_Text extract:_
Mailing List Archives
Authenticated access
|
|
|
[Date Prev][Date Next][Thread Prev][Thread Next][Date Index][Thread Index]
[HTCondor-users] Condor-C Grid Resource - multiple grid resources - one resource down
- Date: Tue, 19 Aug 2014 01:32:16 +0000
- From: <Greg.Hitchen@xxxxxxxx>
- Subject: [HTCondor-users] Condor-C Grid Resource - multiple grid resources - one resource down
Hi All
Some more testing of Condor-C grid resource stuff.
I can specify multiple grid resources OK, as well as limit the number
of jobs submitted to each resource.
Submit file (excerpt) on originating schedd:
universe = grid
resource_name = condor $RANDOM_CHOICE(condorsubmit1.csiro.au, condorsubmit2.csiro.au, \
condorsubmit3.csiro.au, condorsubmit4.csiro.au, \
condorsubmit5.csiro.au, condorsubmit6.csiro.au) \
condor-centralmanager.csiro.au
Config_file (excerpt) on originating schedd:
GRIDMANAGER_MAX_SUBMITTED_JOBS_PER_RESOURCE = 5
With this in place the jobs submitted from the originating schedd are nicely
spread across the (in this example) 6 grid resources, which are 6 other
remote schedds. When the job limit is also used then the jobs are nicely
fed to each remote schedd and kept at max 5 (in this example).
If I deliberately disable one of the 6 remote schedds though, the gridmanager
notices and logs that the resource is down, but how can I tell it to retry
on another grid resource?

_Provided information:_
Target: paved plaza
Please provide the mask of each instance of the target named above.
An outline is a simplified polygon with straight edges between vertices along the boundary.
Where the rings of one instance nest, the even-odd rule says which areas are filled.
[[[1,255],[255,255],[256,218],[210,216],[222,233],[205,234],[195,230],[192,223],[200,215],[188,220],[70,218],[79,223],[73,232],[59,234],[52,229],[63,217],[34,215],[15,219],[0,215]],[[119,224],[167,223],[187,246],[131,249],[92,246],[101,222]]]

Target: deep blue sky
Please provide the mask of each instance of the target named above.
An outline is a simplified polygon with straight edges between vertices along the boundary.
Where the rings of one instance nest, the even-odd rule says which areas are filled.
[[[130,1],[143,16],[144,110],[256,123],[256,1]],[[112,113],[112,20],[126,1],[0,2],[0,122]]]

--

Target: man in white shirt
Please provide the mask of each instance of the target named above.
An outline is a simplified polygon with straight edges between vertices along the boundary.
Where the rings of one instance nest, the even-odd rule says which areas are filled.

_Instructions for the task:_ Write out the HTCondor mailing list post word for word from "I can specify" to "(in this example).".

_Exercise result:_
I can specify multiple grid resources OK, as well as limit the number
of jobs submitted to each resource.
Submit file (excerpt) on originating schedd:
universe = grid
resource_name = condor $RANDOM_CHOICE(condorsubmit1.csiro.au, condorsubmit2.csiro.au, \
condorsubmit3.csiro.au, condorsubmit4.csiro.au, \
condorsubmit5.csiro.au, condorsubmit6.csiro.au) \
condor-centralmanager.csiro.au
Config_file (excerpt) on originating schedd:
GRIDMANAGER_MAX_SUBMITTED_JOBS_PER_RESOURCE = 5
With this in place the jobs submitted from the originating schedd are nicely
spread across the (in this example) 6 grid resources, which are 6 other
remote schedds. When the job limit is also used then the jobs are nicely
fed to each remote schedd and kept at max 5 (in this example).